§ Provided passage:
--- --- ---

Candidate-bank and prompt-conditioned confidence are not open-world uncertainty

Route type	What the reported score is conditional on	What it must not be overread as
Fixed-bank retrieval	Bank contents, segment definition, retrieval metric, and top-k cutoff.	Uncertainty over unrestricted language or free-form generation.
Known-onset word decoding	Declared word boundaries, retrieval-set size, averaging rule, and vocabulary family.	Confidence for free-running segmentation plus decoding in natural conversation.
Prompt-conditioned generation	Prompt tokens, LLM prior, vocabulary, and beam / decoding strategy.	Brain-only generative likelihood over the full space of possible continuations.
Autoregressive semantic reconstruction	Subject-specific fit, previous decoded context, and the evaluation candidate regime.	Subject-independent or prior-free semantic access.

Tang et al. (2023) explicitly separated encoding-model and language-model contributions by ranking the actual word against distractors, while also showing that the decoder relies on both autoregressive context and fMRI. Défossez et al. (2023) reported segment-level top-k retrieval for 3 s speech segments rather than open-vocabulary decoding. d'Ascoli et al. (2025) explicitly framed prior M/EEG retrieval work as requiring access to the ground-truth speech segments at test time, and their own word-level results still report top-k accuracy under a fixed retrieval set with known word onsets. Ye et al. (2025) concatenated brain and text embeddings into the LLM prompt itself. Therefore, on this site, language-facing confidence is read only after the scaffold is disclosed through the Neural Contribution Card, and any cross-day or deployment claim must still pass the Temporal Validity Card.

Uncertainty comes in four layers

Layer	Representative examples	Mainly effective pages/issues
Observation noise	Electrode contact, synchronization, myoelectricity/blinks, defects, stimulation artifacts.	Introduction to EEG, event sync, closed-loop implementation.
Model/geometry uncertainties	Head model, cranial conductivity, source depth, solver dependence.	Source imaging, multimodal integration, and observation-to-estimation.
Distribution shift	Subject differences, different days, pharmacological conditions, anesthesia, task changes, OOD conditions.	Decode, forecasting, and counterfactual / perturbation.
Operation Drift	decoder drift, electrode reseating, learning, fatigue, recalibration loads.	Closed-loop BCI, state-trait-drift, and longitudinal evaluation.

The important thing is not to talk about uncertainty in one box. Source imaging width strongly depends on geometry and conductivity, EEG classification overconfidence strongly depends on calibration error and subject shift, and closed-loop failure strongly depends on drift and recalibration load. Even though the word "uncertainty" is the same, accounting methods differ depending on the issue.

Change the indicators to be published for each issue

Task	Minimum desired indicators	Why point estimation alone is dangerous
EEG source imaging	Inverse family / target object, uncertainty object, forward-model uncertainty route, cross-family comparison rule, named validation board / operating regime, and abstention boundary.	The same scalp data can support different focal, sparse, or extent-aware uncertainty objects, so one width is not a generic confidence scale.
Offline EEG classification	ECE, Brier score, NLL, fit/calibration/test separation, out-of-subject evaluation, coverage-risk curve.	Even if the accuracy is high, the confidence created by mixed validation is dangerous during operation.

--- --- ---

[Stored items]
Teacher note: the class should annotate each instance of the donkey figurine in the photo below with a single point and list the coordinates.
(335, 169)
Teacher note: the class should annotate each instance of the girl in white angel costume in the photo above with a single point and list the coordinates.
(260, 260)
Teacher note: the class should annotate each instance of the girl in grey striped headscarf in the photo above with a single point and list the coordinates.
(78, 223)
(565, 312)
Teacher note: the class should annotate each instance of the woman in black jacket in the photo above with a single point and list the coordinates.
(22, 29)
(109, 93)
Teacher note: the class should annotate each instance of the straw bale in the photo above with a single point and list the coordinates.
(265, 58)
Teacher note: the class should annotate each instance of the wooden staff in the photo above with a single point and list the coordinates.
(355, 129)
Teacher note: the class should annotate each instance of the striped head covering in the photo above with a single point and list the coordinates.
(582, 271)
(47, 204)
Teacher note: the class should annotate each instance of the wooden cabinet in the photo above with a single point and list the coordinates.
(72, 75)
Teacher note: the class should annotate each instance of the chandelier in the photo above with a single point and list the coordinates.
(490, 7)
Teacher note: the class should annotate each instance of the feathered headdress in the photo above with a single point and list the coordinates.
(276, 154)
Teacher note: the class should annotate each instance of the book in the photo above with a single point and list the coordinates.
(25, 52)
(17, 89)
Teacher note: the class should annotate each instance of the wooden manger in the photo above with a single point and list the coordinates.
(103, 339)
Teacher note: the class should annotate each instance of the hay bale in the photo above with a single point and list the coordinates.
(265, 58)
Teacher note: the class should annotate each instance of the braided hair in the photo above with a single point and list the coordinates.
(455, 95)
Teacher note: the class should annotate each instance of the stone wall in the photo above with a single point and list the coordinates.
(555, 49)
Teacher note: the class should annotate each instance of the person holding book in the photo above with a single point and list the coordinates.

--- --- ---

§ Assigned task A: In the text on decoding uncertainty, what length of speech segments did Défossez et al. (2023) use for segment-level top-k retrieval?
§ Assigned task B: Extend the text on decoding uncertainty beyond its final sentence.

§ Reply A: 3-second speech segments.

§ Reply B:
Speech / brain-to-text decode	Neural Contribution Card fields, cue regime, output family, candidate bank or retrieval-set size, prompt / LM scaffold, onset regime or caption scaffold, no-brain / no-LM / shuffle controls, calibration / abstention slices, and Temporal Validity Card when the claim leaves same-session.	Fluent output or top-k success can be carried by the scaffold more than by the neural contribution if the task constraints are left implicit.
Rare event prediction	False alarm rate, sensitivity, calibration curve, risk-controlling threshold, and coverage for each alarm horizon.	In low-frequency tasks such as seizure prediction, even a small amount of overconfidence can greatly impair practicality.
online / closed-loop BCI	abstention rate, dropout, recalibration burden, recovery time, time-since-calibration, number of silence / freeze / hard stops.	Average accuracy alone hides breakdowns in continuous operation and time when intervention is unavailable.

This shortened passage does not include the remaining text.